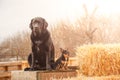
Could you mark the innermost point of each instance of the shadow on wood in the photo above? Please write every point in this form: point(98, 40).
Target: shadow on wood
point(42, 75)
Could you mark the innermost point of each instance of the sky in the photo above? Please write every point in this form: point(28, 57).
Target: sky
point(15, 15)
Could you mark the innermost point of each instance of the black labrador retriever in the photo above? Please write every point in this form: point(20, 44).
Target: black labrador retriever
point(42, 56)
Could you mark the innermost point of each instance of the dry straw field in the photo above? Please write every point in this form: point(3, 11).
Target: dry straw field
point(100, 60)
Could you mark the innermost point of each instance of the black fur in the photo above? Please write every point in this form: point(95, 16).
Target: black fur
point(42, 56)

◆ **What to do**:
Could you give all the records above again with "innermost point" swapped for "central point" throughout, changing nothing else and leaving out the pictures?

◆ **Response to the exercise**:
Could you mark the central point of each instance of the shadow on wood in the photo above? Please write every point in this form: point(98, 40).
Target: shadow on wood
point(42, 75)
Could you mark the central point of each instance of the sky in the photo above? Please write every point in this form: point(28, 57).
Target: sky
point(15, 15)
Could you mark the central point of each instance of the black labrador retriever in the photo above? Please write every point in this form: point(20, 44).
Target: black labrador retriever
point(42, 56)
Could you mark the central point of each instance of the dry straw field in the photo above? Please write every point in this form: point(3, 11).
Target: dry straw field
point(100, 60)
Could you mark the central point of each instance of the black fur in the photo above? Please write every point in this form: point(95, 16).
Target: black fur
point(42, 56)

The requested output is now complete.